▶ Work order
Please carry on the article on artificial sweeteners below, picking up after its last sentence.

▶ Source extract
Segment Open
March 31, 2020
Written by: Nitsan Goldstein
Have you ever opened up a Diet Coke only to have someone ask you “Don’t you know those diet drinks cause cancer?” or “Those make you gain more weight than regular soda?” Everyone knows that consuming high amounts of sugar is unhealthy and can cause weight gain. A significant amount of the sugar we consume comes from beverages like soda, juice, and sweetened coffee. To reduce calorie intake, many people instead consume artificially sweetened beverages. However, the health benefits of switching to artificial sweeteners are controversial. Here, we’ll break down some leading theories regarding how artificial sweeteners influence metabolism and the brain. As you’ll see, while significant progress has been made, a clear conclusion regarding the health benefits of artificial sweeteners has yet to be reached.
What are artificial sweeteners?
You may know their names (aspartame, sucralose, and saccharin are a few commonly used sweeteners), but what exactly are artificial sweeteners, and how are they different from caloric sweeteners? Both caloric and non-caloric sweeteners bind to the same types of receptors in the mouth. The brain interprets the binding of these receptors as the pleasant taste we know as sweet. However, unlike artificial sweeteners, caloric sweeteners (sugars such as glucose and sucrose) are metabolized and used as energy by cells in the body.
Sugars are broken down in the intestine, absorbed by the lining of the intestine, and transported to the blood (see Figure 1). Heightened blood glucose levels signal the pancreas to release insulin, which allows glucose to enter the cells. Insulin, along with other hormones, acts in the brain to reduce hunger and make you feel full. These actions combine to decrease food intake, blood glucose, and insulin release until the next meal. This tightly regulated cycle ensures that blood glucose levels remain within normal ranges. When the balance of blood glucose levels, insulin release, and cellular uptake of glucose is impaired, metabolic diseases such as obesity and diabetes may occur. For example, most of us consume far more sugar that our cells need to properly function. This necessitates storing of glucose as glycogen in muscles or lipids in fat tissue, which causes weight gain. Artificial sweeteners, on the other hand, are not sugars and therefore do not contain calories and can’t be used by the body as energy. So how could they possibly lead to weight gain?
Segment Closed
▶ Data records
Segment Open
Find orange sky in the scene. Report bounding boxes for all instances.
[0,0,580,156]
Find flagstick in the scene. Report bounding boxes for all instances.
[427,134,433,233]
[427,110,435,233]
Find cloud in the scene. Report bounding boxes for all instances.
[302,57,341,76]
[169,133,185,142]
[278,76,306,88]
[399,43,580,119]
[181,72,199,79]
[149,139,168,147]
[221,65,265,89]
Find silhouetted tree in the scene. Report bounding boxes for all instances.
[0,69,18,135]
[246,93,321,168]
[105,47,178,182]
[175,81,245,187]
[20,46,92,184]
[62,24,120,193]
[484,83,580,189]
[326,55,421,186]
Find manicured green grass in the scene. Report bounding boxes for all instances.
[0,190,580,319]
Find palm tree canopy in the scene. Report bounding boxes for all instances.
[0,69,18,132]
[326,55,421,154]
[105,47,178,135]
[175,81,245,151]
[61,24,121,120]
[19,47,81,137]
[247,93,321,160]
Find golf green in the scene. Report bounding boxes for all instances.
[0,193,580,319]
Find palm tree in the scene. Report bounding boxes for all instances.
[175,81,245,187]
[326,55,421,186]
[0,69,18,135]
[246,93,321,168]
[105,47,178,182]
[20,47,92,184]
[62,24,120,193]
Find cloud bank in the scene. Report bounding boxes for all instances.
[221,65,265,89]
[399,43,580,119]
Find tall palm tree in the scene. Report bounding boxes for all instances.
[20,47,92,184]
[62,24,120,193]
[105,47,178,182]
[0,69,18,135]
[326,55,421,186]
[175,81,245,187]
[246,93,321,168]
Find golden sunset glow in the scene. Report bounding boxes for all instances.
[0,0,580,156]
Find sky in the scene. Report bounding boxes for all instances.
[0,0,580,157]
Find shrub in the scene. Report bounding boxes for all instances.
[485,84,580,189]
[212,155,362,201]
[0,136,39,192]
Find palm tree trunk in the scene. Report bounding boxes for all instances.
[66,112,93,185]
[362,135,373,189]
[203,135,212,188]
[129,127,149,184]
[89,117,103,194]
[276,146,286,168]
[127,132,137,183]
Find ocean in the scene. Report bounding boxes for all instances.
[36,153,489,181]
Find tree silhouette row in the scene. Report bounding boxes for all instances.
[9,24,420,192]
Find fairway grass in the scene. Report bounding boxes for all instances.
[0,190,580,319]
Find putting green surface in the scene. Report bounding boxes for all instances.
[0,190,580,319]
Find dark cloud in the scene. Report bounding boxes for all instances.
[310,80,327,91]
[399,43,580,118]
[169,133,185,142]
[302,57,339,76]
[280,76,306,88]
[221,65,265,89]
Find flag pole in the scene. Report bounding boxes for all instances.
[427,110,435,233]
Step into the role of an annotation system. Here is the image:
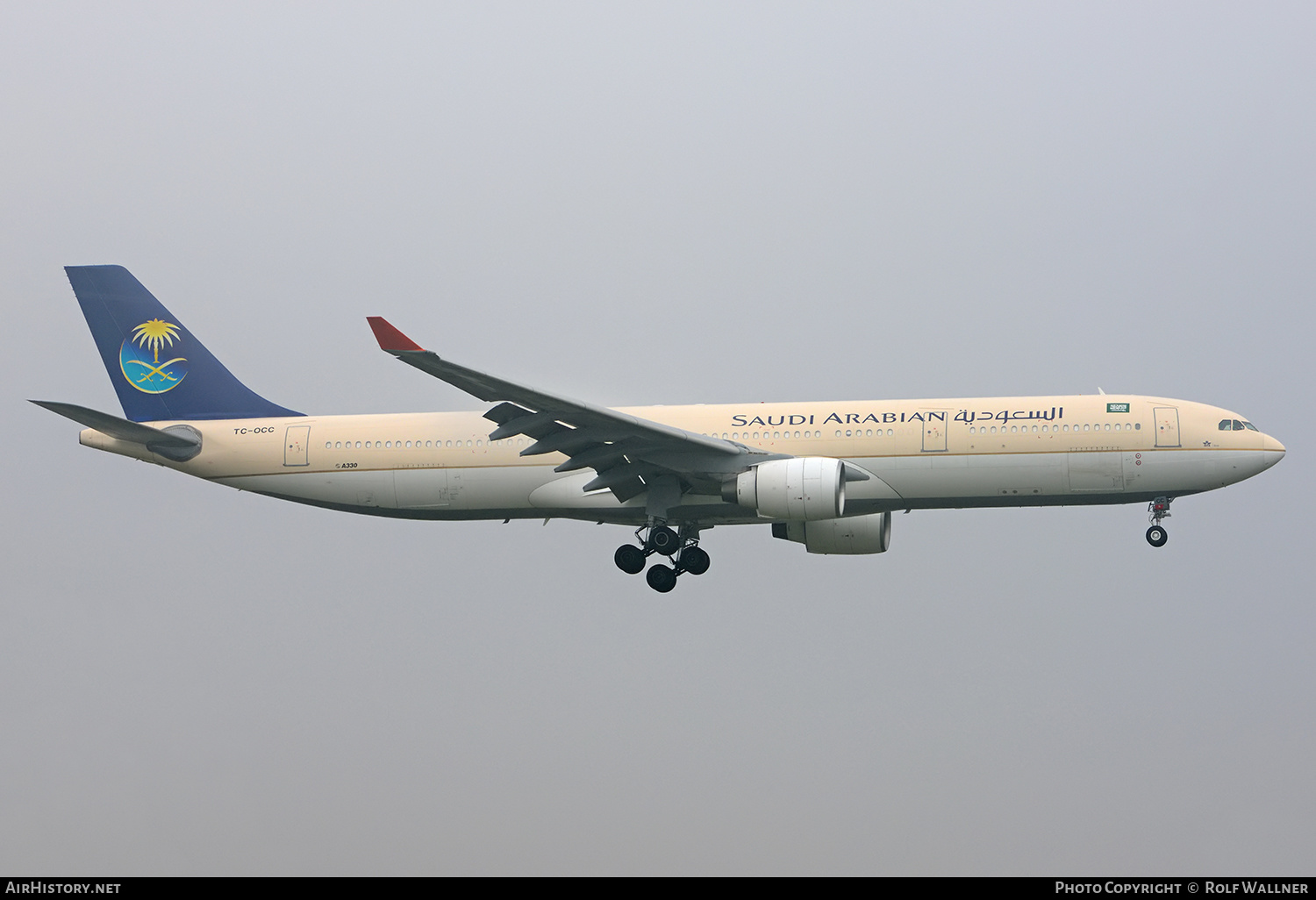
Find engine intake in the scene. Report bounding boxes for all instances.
[723,457,845,521]
[773,512,891,555]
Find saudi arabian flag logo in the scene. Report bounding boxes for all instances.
[118,318,187,394]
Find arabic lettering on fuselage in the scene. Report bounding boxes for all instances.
[732,407,1065,428]
[955,407,1065,425]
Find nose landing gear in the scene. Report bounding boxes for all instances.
[612,523,711,594]
[1148,497,1174,547]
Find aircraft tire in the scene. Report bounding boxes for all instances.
[645,565,676,594]
[681,547,710,575]
[612,544,645,575]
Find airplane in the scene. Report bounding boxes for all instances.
[32,266,1284,592]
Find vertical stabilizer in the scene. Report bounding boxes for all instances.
[65,266,302,423]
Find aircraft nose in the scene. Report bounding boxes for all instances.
[1261,434,1284,468]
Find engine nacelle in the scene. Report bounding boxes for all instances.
[773,512,891,555]
[723,457,845,521]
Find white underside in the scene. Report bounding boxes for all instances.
[213,449,1278,523]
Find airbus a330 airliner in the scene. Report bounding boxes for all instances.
[33,266,1284,591]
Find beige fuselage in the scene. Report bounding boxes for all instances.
[81,395,1284,525]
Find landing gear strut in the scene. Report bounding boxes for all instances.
[612,521,710,594]
[1148,497,1174,547]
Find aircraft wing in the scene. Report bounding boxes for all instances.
[368,316,786,503]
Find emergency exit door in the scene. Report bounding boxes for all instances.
[283,425,311,466]
[1155,407,1179,447]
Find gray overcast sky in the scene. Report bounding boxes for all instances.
[0,3,1316,875]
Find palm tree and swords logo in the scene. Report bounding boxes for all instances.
[118,318,187,394]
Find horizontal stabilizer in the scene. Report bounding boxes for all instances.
[32,400,202,458]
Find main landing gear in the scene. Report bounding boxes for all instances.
[612,524,710,594]
[1148,497,1174,547]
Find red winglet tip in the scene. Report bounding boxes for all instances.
[366,316,426,350]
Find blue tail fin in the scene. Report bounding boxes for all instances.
[65,266,302,423]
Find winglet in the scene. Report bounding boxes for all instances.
[366,316,426,353]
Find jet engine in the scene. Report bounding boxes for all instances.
[723,457,845,520]
[773,512,891,555]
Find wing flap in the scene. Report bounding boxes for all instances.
[368,316,786,503]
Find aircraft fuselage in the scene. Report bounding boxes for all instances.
[81,395,1284,526]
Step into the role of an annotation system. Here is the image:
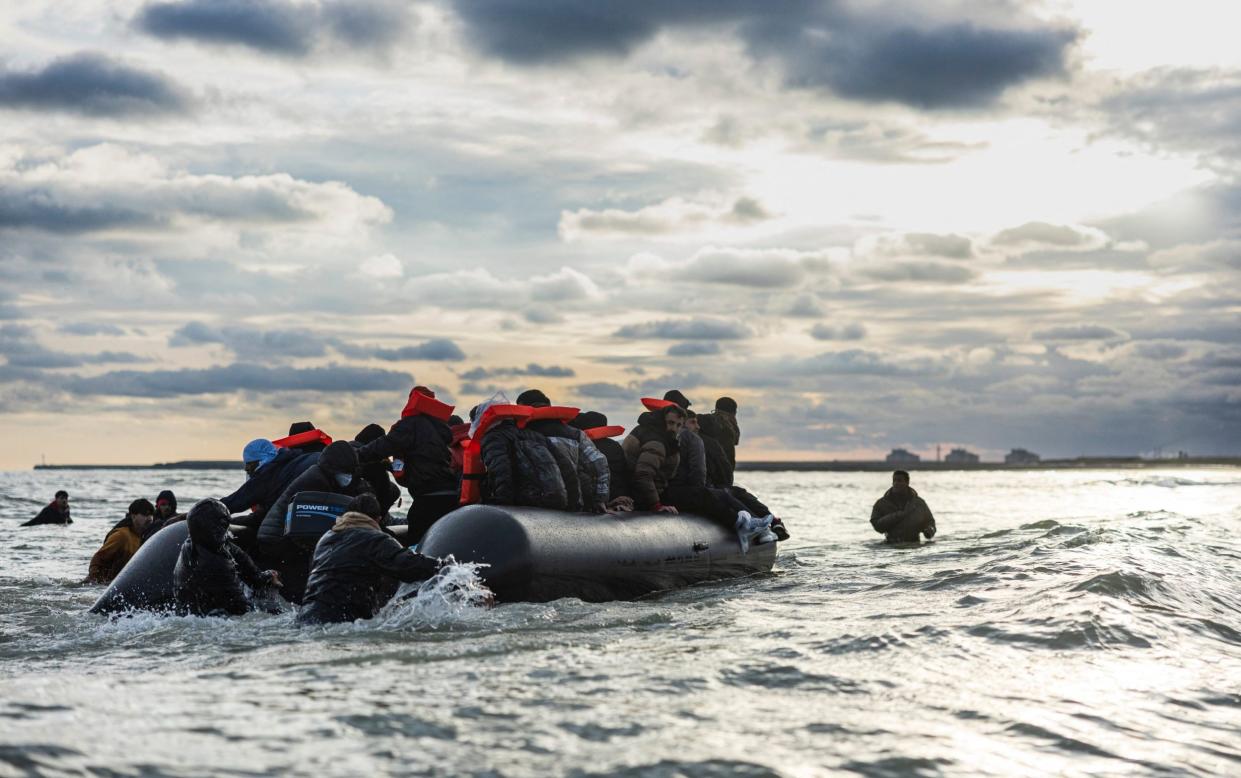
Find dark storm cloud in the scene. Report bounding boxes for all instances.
[134,0,412,57]
[613,318,755,340]
[668,341,720,356]
[63,364,413,397]
[453,0,1078,109]
[0,52,192,117]
[460,362,577,381]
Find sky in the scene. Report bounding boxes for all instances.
[0,0,1241,469]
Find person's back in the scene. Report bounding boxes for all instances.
[870,470,937,543]
[172,498,279,615]
[86,499,155,583]
[482,419,568,510]
[297,495,439,624]
[21,489,73,527]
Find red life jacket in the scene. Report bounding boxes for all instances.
[272,429,331,448]
[586,424,624,440]
[401,390,454,422]
[460,405,532,505]
[517,406,582,429]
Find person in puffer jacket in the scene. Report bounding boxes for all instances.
[470,408,568,510]
[172,498,280,615]
[297,494,441,624]
[621,406,685,514]
[517,390,612,514]
[251,440,374,602]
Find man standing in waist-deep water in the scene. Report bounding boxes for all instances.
[21,489,73,527]
[870,470,936,543]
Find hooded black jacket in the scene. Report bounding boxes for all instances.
[483,419,568,510]
[258,440,375,555]
[21,500,73,527]
[357,413,457,498]
[222,448,319,516]
[354,424,401,514]
[172,498,272,615]
[697,412,741,486]
[870,486,936,543]
[298,512,439,624]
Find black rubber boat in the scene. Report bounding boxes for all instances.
[91,493,776,613]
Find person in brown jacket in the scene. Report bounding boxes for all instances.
[870,470,936,543]
[86,499,155,583]
[621,406,685,514]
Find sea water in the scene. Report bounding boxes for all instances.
[0,468,1241,776]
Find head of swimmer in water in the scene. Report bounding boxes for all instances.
[892,470,913,496]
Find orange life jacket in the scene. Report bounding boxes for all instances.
[272,429,331,448]
[586,424,624,440]
[460,405,534,505]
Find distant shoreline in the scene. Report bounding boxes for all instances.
[35,457,1241,473]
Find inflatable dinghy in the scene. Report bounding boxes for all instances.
[91,491,776,613]
[418,505,776,602]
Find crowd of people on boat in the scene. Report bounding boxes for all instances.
[19,386,936,622]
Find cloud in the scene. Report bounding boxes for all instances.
[557,197,772,242]
[56,321,125,338]
[133,0,413,57]
[0,52,194,118]
[859,262,978,284]
[613,318,755,340]
[331,338,465,362]
[1034,324,1128,340]
[810,321,866,340]
[0,144,392,239]
[668,340,720,356]
[63,364,413,398]
[0,324,150,370]
[460,362,577,381]
[454,0,1078,109]
[676,246,828,289]
[990,222,1109,251]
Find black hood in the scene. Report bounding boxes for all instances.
[570,411,608,429]
[185,498,230,553]
[155,489,176,514]
[319,440,357,475]
[354,424,383,445]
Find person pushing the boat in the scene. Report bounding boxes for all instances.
[870,470,936,543]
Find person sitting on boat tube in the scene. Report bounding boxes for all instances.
[357,386,460,543]
[570,411,633,511]
[517,390,612,514]
[21,489,73,527]
[469,406,568,510]
[258,440,374,602]
[297,494,441,624]
[172,498,280,615]
[870,470,936,543]
[221,438,319,529]
[86,498,155,583]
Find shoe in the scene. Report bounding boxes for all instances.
[732,511,753,555]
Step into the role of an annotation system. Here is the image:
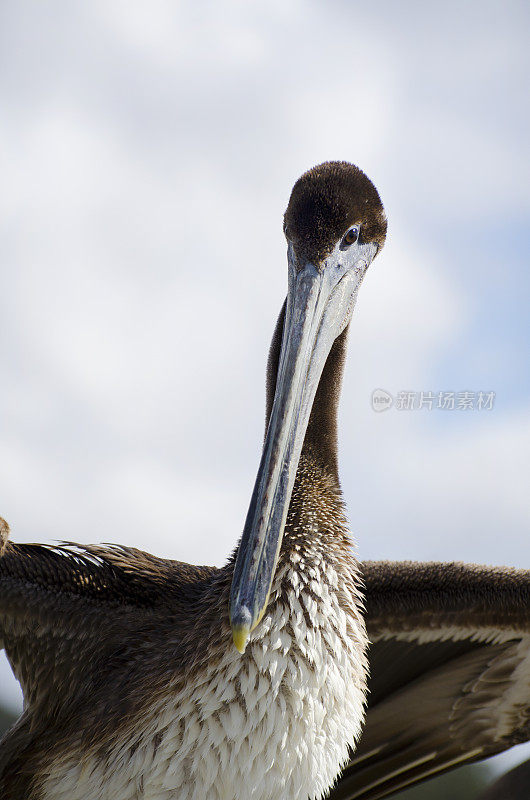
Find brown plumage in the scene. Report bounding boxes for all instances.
[0,162,530,800]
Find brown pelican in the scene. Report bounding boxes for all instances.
[0,162,530,800]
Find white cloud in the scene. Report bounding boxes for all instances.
[0,2,529,776]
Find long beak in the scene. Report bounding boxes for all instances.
[230,245,372,653]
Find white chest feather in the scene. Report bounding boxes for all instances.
[45,565,365,800]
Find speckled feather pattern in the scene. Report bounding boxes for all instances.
[2,457,367,800]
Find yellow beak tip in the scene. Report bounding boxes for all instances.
[232,625,250,654]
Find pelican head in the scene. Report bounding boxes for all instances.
[230,161,386,653]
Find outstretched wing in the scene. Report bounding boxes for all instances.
[0,542,215,715]
[329,562,530,800]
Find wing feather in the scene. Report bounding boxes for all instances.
[329,562,530,800]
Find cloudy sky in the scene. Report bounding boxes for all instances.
[0,0,530,776]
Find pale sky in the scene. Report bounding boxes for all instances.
[0,0,530,776]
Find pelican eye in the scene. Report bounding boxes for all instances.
[342,225,359,247]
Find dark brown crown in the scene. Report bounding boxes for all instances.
[283,161,386,263]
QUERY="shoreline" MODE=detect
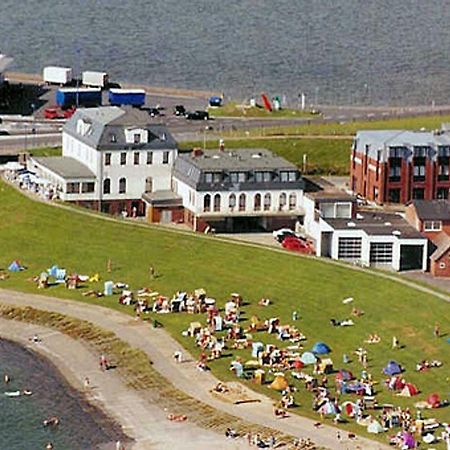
Segment Closed
▶ Response
A leading hypothesis is that while artificial sweeteners themselves do not contain calories, they cause a dysregulation of sugar metabolism, leaving the body less equipped to properly digest and use food.
Theory 1: Uncoupling taste from calories
How does dysregulation of glucose metabolism result from consuming artificial sweeteners? Several theories have been proposed to explain this relationship using both animal models and human participants1. One theory is that frequent consumption of artificial sweeteners uncouples the brain’s association between sweet taste and calorie-rich food2. When the brain senses sweet taste in the mouth, it is usually followed by the digestion of sugar. Evidence suggests that the brain learns this association, and can send signals that “prepare” the body for increases in blood glucose levels by secreting insulin, for example. This signal from the brain precedes the digestion of the sugar, and ensures that the glucose is properly absorbed and metabolized when it reaches the blood3.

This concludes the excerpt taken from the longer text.